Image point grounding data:

• • • •

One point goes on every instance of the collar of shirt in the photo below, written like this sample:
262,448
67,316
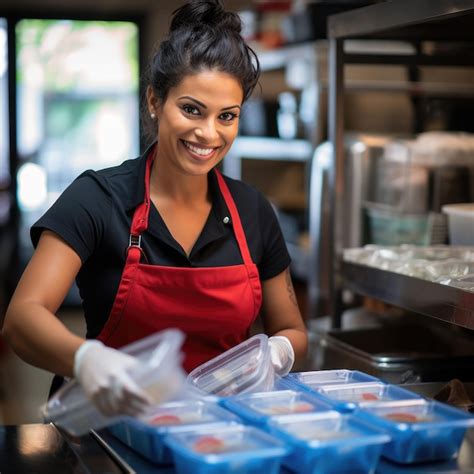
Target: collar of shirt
216,227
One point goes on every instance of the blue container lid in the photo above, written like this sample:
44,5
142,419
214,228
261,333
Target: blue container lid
260,407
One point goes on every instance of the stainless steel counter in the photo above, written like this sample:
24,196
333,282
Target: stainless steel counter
40,449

• • • •

Please return every record above exactly, but leave out the pictures.

*Answer to the exercise*
One point goes on every instance of the collar of shirt in the photo below, written like this sample:
262,448
67,316
Target: collar of shirt
216,227
One point goes on every instance of the blue container lid in the photo above, written like this sample:
44,5
142,419
214,228
261,333
Target: blue container lid
260,407
One point goes on every instance of the stainless steel counter in the photo above, written like this sample:
24,196
333,282
Target: stainless steel counter
40,449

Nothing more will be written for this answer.